┌─ LISTING

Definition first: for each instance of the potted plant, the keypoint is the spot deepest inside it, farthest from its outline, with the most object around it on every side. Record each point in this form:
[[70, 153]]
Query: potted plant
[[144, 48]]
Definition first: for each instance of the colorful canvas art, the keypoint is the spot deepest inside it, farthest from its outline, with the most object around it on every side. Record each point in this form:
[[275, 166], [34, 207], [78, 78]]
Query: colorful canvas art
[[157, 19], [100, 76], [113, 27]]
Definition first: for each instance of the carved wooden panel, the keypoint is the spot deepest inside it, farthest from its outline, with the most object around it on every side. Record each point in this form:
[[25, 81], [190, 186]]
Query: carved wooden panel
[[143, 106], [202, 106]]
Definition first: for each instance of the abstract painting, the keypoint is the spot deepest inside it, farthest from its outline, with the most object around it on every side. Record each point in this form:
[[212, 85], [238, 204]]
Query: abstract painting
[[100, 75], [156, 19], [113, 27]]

└─

Write out all of the data above again, with every line in place, and increase each coordinate in the answers by 8. Leave the coordinates in the format samples unchanged.

Definition first: for each instance of the potted plant, the keypoint is the spot deepest inside it, farthest from its outline, with the most object around it on every side. Record each point in this form:
[[70, 153]]
Query: potted plant
[[152, 56]]
Definition first: for each instance of the colorful canvas art, the keypoint is the spot deepest inside it, farthest from its outline, with the most object around it on every side. Record each point in this form:
[[275, 166], [34, 207], [78, 78]]
Query: colorful canvas art
[[165, 27], [108, 84], [121, 35]]
Definition first: for each instance of the carved wooden panel, the keypoint is the spot deepest inside it, farthest from its outline, with the most object around it on every side. Record each point in this form:
[[25, 81], [190, 186]]
Query: carved wooden panel
[[151, 114], [210, 114]]
Definition first: for each instance of the abstract painting, the keypoint is the spot deepest inside it, farthest from its outline, with the most object around it on every side. Record each point in this form:
[[212, 85], [238, 204]]
Query: abstract painting
[[108, 83], [164, 27], [121, 35]]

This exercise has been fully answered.